§ Description of the task
Can you rewrite all of the entries below as one numbered list, one line per number, with blank lines dropped and the pictures left out?

......

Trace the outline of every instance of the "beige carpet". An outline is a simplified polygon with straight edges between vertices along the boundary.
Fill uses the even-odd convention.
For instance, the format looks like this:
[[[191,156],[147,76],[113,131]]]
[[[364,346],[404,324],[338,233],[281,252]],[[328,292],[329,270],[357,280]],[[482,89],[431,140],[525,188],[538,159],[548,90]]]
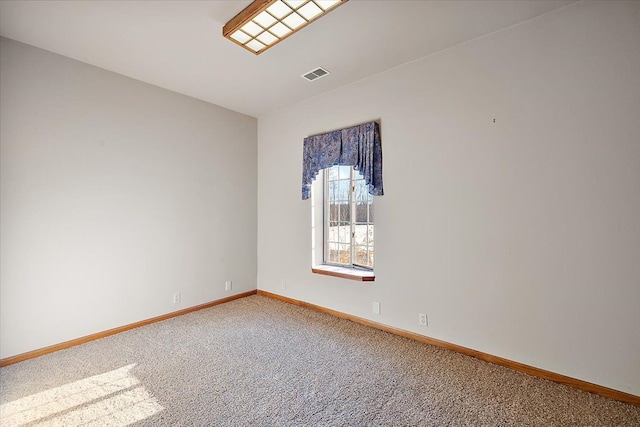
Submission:
[[[0,370],[0,426],[640,426],[640,408],[251,296]]]

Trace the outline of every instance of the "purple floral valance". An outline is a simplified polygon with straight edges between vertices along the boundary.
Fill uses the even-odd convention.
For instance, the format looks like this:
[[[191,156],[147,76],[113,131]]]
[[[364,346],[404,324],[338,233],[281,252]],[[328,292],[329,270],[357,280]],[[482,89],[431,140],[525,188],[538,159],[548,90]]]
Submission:
[[[311,183],[320,170],[353,166],[364,177],[369,193],[382,196],[382,143],[376,122],[309,136],[304,139],[302,199],[311,196]]]

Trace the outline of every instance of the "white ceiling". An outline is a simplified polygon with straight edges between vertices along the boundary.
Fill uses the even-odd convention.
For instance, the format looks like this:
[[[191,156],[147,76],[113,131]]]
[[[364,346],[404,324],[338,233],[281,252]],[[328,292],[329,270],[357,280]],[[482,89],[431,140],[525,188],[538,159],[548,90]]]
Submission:
[[[260,117],[572,2],[351,0],[259,56],[222,37],[249,0],[0,1],[0,34]]]

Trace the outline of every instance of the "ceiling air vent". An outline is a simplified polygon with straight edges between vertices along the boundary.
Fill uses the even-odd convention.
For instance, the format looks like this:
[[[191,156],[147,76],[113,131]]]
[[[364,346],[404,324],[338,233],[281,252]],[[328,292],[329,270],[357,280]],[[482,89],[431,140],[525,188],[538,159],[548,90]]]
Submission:
[[[320,77],[324,77],[326,75],[328,75],[329,72],[327,70],[325,70],[322,67],[318,67],[315,70],[311,70],[307,73],[304,73],[302,75],[302,77],[306,80],[309,80],[310,82],[314,81],[314,80],[318,80]]]

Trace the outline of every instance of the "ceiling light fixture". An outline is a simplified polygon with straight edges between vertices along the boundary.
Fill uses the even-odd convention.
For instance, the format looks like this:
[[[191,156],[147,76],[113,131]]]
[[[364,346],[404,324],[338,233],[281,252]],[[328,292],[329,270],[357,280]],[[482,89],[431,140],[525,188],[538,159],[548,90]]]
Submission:
[[[222,35],[256,55],[348,0],[255,0],[225,24]]]

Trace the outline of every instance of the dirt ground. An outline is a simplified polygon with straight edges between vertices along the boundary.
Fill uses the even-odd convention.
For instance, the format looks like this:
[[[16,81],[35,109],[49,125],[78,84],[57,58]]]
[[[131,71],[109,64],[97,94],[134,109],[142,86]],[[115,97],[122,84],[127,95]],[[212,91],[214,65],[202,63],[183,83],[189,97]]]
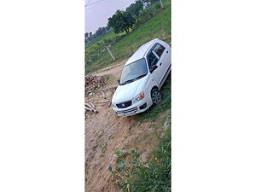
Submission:
[[[108,75],[104,87],[116,84],[120,72],[126,60],[100,70],[93,75]],[[108,102],[97,103],[98,101],[110,101],[113,90],[105,91],[106,99],[101,92],[94,96],[86,96],[85,102],[92,102],[99,112],[94,114],[86,112],[85,119],[85,191],[114,192],[119,191],[112,181],[108,171],[113,155],[113,149],[130,151],[136,149],[141,158],[146,159],[157,142],[154,125],[157,122],[136,123],[134,116],[119,117]]]

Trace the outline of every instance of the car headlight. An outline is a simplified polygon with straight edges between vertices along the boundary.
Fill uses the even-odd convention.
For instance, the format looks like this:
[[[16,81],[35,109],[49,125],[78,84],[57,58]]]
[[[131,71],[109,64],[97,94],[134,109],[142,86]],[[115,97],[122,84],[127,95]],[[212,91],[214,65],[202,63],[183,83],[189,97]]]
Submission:
[[[139,95],[134,97],[132,103],[136,103],[144,98],[144,92],[141,92]]]
[[[111,102],[111,105],[113,108],[115,108],[115,104],[113,102]]]

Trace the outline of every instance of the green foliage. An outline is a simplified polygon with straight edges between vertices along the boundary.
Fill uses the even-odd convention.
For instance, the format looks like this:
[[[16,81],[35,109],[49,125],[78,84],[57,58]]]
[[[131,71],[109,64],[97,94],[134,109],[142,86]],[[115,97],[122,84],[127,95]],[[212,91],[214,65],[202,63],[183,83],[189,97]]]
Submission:
[[[151,7],[148,7],[149,9]],[[160,14],[147,20],[144,23],[140,23],[139,27],[131,31],[128,35],[116,35],[113,31],[109,32],[91,44],[87,45],[85,49],[85,72],[90,73],[106,67],[113,63],[113,60],[108,51],[103,51],[104,48],[97,49],[96,43],[102,42],[103,39],[112,39],[111,51],[117,60],[122,60],[129,57],[142,44],[154,39],[160,38],[167,43],[171,40],[171,7],[166,6]],[[143,21],[142,21],[143,22]],[[91,57],[96,55],[96,57]],[[94,60],[92,60],[94,59]]]
[[[130,11],[117,10],[112,17],[108,18],[108,26],[112,27],[116,34],[123,32],[128,33],[134,23],[135,18]]]
[[[148,161],[143,162],[135,150],[126,154],[131,158],[129,164],[123,158],[115,167],[108,167],[123,192],[171,191],[171,129],[166,131]]]

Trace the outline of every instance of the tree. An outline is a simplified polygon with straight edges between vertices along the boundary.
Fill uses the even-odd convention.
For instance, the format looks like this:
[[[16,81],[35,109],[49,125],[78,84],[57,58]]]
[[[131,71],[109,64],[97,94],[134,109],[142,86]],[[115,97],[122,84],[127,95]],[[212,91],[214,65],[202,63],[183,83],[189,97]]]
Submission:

......

§ Reply to the exercise
1. Trace the outline of every instance of the "beige carpet". An outline is a simplified polygon with straight edges between vertices along the boundary.
2. Fill uses the even-odd convention.
3. For instance, the format looks like this:
4. [[[191,156],[147,76],[113,131]]]
5. [[[364,346],[404,324],[338,233],[281,252]],[[328,292],[329,270],[357,280]],[[482,89],[431,140],[525,188],[538,159],[548,90]]]
6. Submission:
7. [[[0,370],[0,426],[640,426],[640,408],[251,296]]]
8. Trace the outline of every instance of the "purple floral valance". An outline is a simplified polygon with straight edges between vertices along the boundary.
9. Fill uses the even-odd convention.
10. For instance, the format looks like this:
11. [[[191,156],[147,76],[113,131]]]
12. [[[364,346],[404,324],[338,233],[281,252]],[[328,292],[329,270],[357,280]],[[482,89],[431,140],[525,188],[538,159],[548,90]]]
13. Submission:
14. [[[311,183],[320,170],[353,166],[364,177],[369,193],[382,196],[382,143],[376,122],[309,136],[304,139],[302,199],[311,196]]]
15. Trace the outline of every instance of the "white ceiling". An outline is a simplified polygon with straight edges between vertices along the boundary.
16. Fill uses the even-odd convention.
17. For instance, the format looks like this:
18. [[[191,156],[147,76],[113,131]]]
19. [[[364,346],[404,324],[338,233],[281,252]],[[328,292],[329,270],[357,280]],[[482,89],[431,140],[525,188],[538,159],[548,90]]]
20. Submission:
21. [[[260,117],[572,2],[351,0],[259,56],[222,37],[249,0],[0,1],[0,34]]]
22. Trace the outline of every instance of the "ceiling air vent". An outline is a simplified polygon with straight edges between vertices along the boundary.
23. Fill uses the even-odd convention.
24. For instance, the format looks like this:
25. [[[191,156],[147,76],[113,131]]]
26. [[[364,346],[404,324],[338,233],[281,252]],[[328,292],[329,270],[357,280]],[[482,89],[431,140],[525,188],[538,159],[548,90]]]
27. Submission:
28. [[[320,77],[324,77],[326,75],[328,75],[329,72],[327,70],[325,70],[322,67],[318,67],[315,70],[311,70],[307,73],[304,73],[302,75],[302,77],[306,80],[309,80],[310,82],[314,81],[314,80],[318,80]]]
29. Trace the outline of every instance of the "ceiling light fixture". An outline is a simplified polygon with straight edges between vertices along the boundary.
30. Fill uses the even-odd convention.
31. For instance, the format looks like this:
32. [[[191,156],[147,76],[113,131]]]
33. [[[364,346],[404,324],[338,233],[281,252]],[[328,292],[329,270],[357,280]],[[482,89],[431,140],[525,188],[538,159],[548,90]]]
34. Submission:
35. [[[222,35],[256,55],[348,0],[255,0],[225,24]]]
36. Trace the outline of every instance of the dirt ground. An outline is a simplified polygon with straight edges between vertices along the boundary.
37. Fill uses the even-odd convention.
38. For instance, the format looks like this:
39. [[[16,81],[35,109],[49,125],[78,84],[57,58]]]
40. [[[131,71],[109,64],[97,94],[134,109],[142,86]],[[115,97],[122,84],[127,95]],[[212,91],[214,65],[202,63],[183,83],[189,97]]]
41. Submission:
42. [[[108,75],[104,87],[116,84],[120,72],[126,60],[100,70],[93,75]],[[108,102],[97,103],[98,101],[110,101],[113,90],[105,91],[106,99],[101,92],[94,96],[86,96],[85,102],[92,102],[99,112],[94,114],[86,112],[85,119],[85,191],[114,192],[119,191],[112,181],[108,171],[113,155],[113,149],[130,151],[136,149],[141,158],[146,159],[157,142],[154,125],[157,122],[136,123],[134,116],[119,117]]]
43. Trace the outline of every instance of the car headlight. An outline is a simplified polygon with straight edges between vertices along the boundary.
44. Fill uses the even-odd convention.
45. For instance, the format looks like this:
46. [[[16,81],[35,109],[49,125],[78,84],[57,58]]]
47. [[[131,71],[109,64],[97,94],[134,109],[142,86]],[[115,97],[122,84],[127,95]],[[212,91],[214,65],[202,63],[183,83],[189,97]]]
48. Submission:
49. [[[139,95],[134,97],[132,103],[136,103],[144,98],[144,92],[141,92]]]
50. [[[111,102],[111,105],[113,108],[115,108],[115,104],[113,102]]]
51. Trace the outline of every instance of the green foliage. An outline is a simplified polygon with straight edges between vertices along the boundary.
52. Fill uses the even-odd convention.
53. For instance, the format looks like this:
54. [[[16,81],[35,109],[49,125],[78,84],[57,58]]]
55. [[[131,71],[109,64],[97,94],[134,109],[142,86]],[[115,97],[122,84],[127,95]],[[212,91],[214,65],[202,63],[183,83],[189,97]]]
56. Submission:
57. [[[151,7],[148,7],[149,9]],[[160,14],[147,20],[144,23],[140,23],[139,27],[131,31],[128,35],[116,35],[113,31],[109,32],[91,44],[87,45],[85,49],[85,72],[90,73],[106,67],[113,63],[113,60],[108,51],[103,51],[104,48],[97,49],[96,43],[102,42],[103,39],[112,39],[111,51],[117,60],[122,60],[129,57],[142,44],[154,39],[160,38],[167,43],[171,40],[171,7],[166,6]],[[143,21],[142,21],[143,22]],[[91,57],[96,55],[96,57]],[[94,60],[92,60],[94,59]]]
58. [[[130,11],[117,10],[112,17],[108,18],[108,26],[112,27],[116,34],[123,32],[128,33],[134,23],[135,18]]]
59. [[[148,161],[143,162],[135,150],[126,154],[131,158],[129,164],[123,158],[115,167],[108,167],[123,192],[171,191],[171,129],[166,131]]]
60. Trace the outline of every instance of the tree. An outline is a simplified polygon with straight edges between vertices along the boundary.
61. Fill uses the even-odd convention.
62. For instance, the format looks like this:
63. [[[16,81],[35,109],[49,125],[78,84],[57,58]]]
64. [[[131,71],[109,64],[97,94],[134,109],[142,86]],[[115,97],[122,84],[127,95]],[[212,91],[214,65],[202,63],[183,83],[189,97]]]
65. Submission:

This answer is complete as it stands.